| EXTRACT TO READ |

....................

Origin and release year: South Korea (2018)
Korean title: 하나뿐인 내편
Synopsis: Kim Do-Ran (Uie) has a bright and positive personality, even though she is in a financially difficult situation. One day, her biological father Kang Soo Il (Choi Soo Jong) appears in front of of her. She hasn’t seen him in 28 years. Kim Do Ran’s life soon becomes twisted. (AsianWiki)
This is one of the more infuriating weekend drama choices to watch. Infuriating in an entertaining way, but infuriating nonetheless.
The storyline is quite obvious. You can tell more or less how the story will unfold and there are some unexpected twists and turns in between.
More than that, the plot is filled with unreasonable characters which is where the fury kicks in. This drama sparks your humanity and protective instincts.
It does a great job of profiling characters and directing the audience’s perspective on them.
For example, they did such a great job of painting Daya (Yoon Jin Yi) as a spoiled rude brat, that by the time something terrible happened to her you found it difficult to sympathize.
This drama villainizes the villains and humanizes the saints in an emotionally titillating way.
It also provides a twisted but satisfying moral sigh of relief through the dementia storyline. The writer has found a way to punish most of the problematic characters in the show by making them the victims of Park Geum Byeong (Jeong Jae Sun) who has dementia and goes on violent hair-tugging sprees due to her symptoms.
There were some character inconsistencies though. Wang Dae Ryuk (Lee Jang Woo) was determined to be a ride-or-die through many events. Discovering his family’s driver is his wife’s father, finding out his father-in-law is a murderer; he claimed to want to stay by her side despite it all.

....................

| WHAT TO WORK ON |
(a) Decide whether each statement below agrees with the drama review. For each, answer yes or no and quote the words of the review that decide it. (i) Kim Do-Ran had not seen her biological father for 28 years. (ii) The reviewer finds the storyline hard to predict. (iii) Park Geum Byeong has dementia.
(b) Return word for word the part of the drama review that begins at the words "Origin and release" and ends after "and protective instincts.".
(c) Resume the drama review after its final sentence, keeping its voice and subject.

....................

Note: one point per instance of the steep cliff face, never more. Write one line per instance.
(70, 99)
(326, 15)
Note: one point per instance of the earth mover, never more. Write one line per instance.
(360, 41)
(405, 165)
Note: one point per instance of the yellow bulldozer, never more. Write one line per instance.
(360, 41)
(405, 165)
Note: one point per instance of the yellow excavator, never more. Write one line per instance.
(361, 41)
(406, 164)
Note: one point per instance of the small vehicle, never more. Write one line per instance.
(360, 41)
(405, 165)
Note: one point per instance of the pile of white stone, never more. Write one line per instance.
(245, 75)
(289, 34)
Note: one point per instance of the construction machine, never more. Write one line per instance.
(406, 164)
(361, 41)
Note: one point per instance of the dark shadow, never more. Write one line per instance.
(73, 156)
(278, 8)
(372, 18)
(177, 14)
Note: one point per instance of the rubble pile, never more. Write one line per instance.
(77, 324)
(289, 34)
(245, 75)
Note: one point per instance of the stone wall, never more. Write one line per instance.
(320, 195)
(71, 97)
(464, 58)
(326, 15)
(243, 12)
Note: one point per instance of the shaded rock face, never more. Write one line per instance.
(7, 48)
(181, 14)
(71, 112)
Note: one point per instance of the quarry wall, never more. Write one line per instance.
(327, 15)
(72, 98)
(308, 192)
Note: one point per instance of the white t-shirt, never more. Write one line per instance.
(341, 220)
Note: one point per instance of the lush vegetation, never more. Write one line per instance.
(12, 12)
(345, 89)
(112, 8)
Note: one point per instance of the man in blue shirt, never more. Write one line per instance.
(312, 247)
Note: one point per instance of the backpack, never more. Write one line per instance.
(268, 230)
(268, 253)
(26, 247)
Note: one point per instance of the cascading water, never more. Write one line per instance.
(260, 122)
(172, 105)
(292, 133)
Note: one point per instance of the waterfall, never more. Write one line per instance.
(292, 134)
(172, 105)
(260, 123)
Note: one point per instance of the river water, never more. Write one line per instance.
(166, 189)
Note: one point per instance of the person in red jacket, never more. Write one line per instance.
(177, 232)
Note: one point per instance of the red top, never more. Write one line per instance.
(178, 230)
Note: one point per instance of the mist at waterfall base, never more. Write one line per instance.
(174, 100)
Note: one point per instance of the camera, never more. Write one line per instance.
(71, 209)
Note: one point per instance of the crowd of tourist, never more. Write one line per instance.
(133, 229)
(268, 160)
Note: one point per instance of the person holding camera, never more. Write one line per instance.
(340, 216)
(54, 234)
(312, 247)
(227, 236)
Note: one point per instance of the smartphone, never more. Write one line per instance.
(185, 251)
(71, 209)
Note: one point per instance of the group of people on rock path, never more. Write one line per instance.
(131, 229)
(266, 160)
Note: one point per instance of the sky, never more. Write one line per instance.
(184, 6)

....................

| ANSWERS BY ITEM NUMBER |
(a)
(i) Yes: "She hasn’t seen him in 28 years."
(ii) No: "The storyline is quite obvious."
(iii) Yes: "Park Geum Byeong (Jeong Jae Sun) who has dementia and goes on violent hair-tugging sprees due to her symptoms."

(b)
Origin and release year: South Korea (2018)
Korean title: 하나뿐인 내편
Synopsis: Kim Do-Ran (Uie) has a bright and positive personality, even though she is in a financially difficult situation. One day, her biological father Kang Soo Il (Choi Soo Jong) appears in front of of her. She hasn’t seen him in 28 years. Kim Do Ran’s life soon becomes twisted. (AsianWiki)
This is one of the more infuriating weekend drama choices to watch. Infuriating in an entertaining way, but infuriating nonetheless.
The storyline is quite obvious. You can tell more or less how the story will unfold and there are some unexpected twists and turns in between.
More than that, the plot is filled with unreasonable characters which is where the fury kicks in. This drama sparks your humanity and protective instincts.

(c)
However, when it was discovered that the person his father-in-law supposedly killed was his sister-in-law’s father; he divorced her instantly. Granted it’s an extreme circumstance, but he didn’t ask any questions or put up an ounce of a fight. It was incredibly hard to believe considering the lengths that he went to before.
It was enough to turn fans of the character off (or at least for this writer).
Regardless of some slight character inconsistencies and the constant emotional rollercoaster, the storyline of this plot was entertaining.
It lacked some Korean weekend drama cliches but that made it all the more refreshing to watch. The cast also needs to be commended on their acting.
The drama also deserves applause for successfully filling 106 episodes (53 episodes if you’re watching on Netflix) without making it feel like too much of a stretch to watch. Granted there were some dull moments in the writing, but that’s inevitable in a drama of this length. It was still a relatively riveting story throughout.